PROVIDED PASSAGE.
>> START

- Venue: Rodrigo de Freitas Lagoon
- Date: 8–12 August 2016
- Competitors: 40 from 20 nations
- Winning time: 6:30.70

Medalists
- 1st place, gold medalist(s):  / Pierre Houin Jérémie Azou / France
- 2nd place, silver medalist(s):  / Gary O'Donovan Paul O'Donovan / Ireland
- 3rd place, bronze medalist(s):  / Kristoffer Brun Are Strandli / Norway

= Rowing at the 2016 Summer Olympics – Men's lightweight double sculls =

The men's lightweight double sculls at the 2016 Summer Olympics in Rio de Janeiro were held from 8 to 12 August at the Lagoon Rodrigo de Freitas.

The medals for the competition were presented by Luis Alberto Moreno, Colombia, member of the International Olympic Committee, and the gifts were presented by Patrick Rombaut, Belgium, Member of the Executive Committee of the International Rowing Federation.

>> END

DATASET EXCERPT.
>> START

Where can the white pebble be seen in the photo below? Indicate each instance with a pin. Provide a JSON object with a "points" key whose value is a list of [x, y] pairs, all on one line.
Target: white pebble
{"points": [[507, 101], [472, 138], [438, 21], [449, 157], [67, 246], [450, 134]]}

>> END

Translate this sentence from the rowing text into Spanish: "The men's lightweight double sculls at the 2016 Summer Olympics in Rio de Janeiro were held from 8 to 12 August at the Lagoon Rodrigo de Freitas." The data has no connection to the rowing text.

RESPONSE. La prueba de doble scull ligero masculino de los Juegos Olímpicos de Verano de 2016 en Río de Janeiro se disputó del 8 al 12 de agosto en la laguna Rodrigo de Freitas.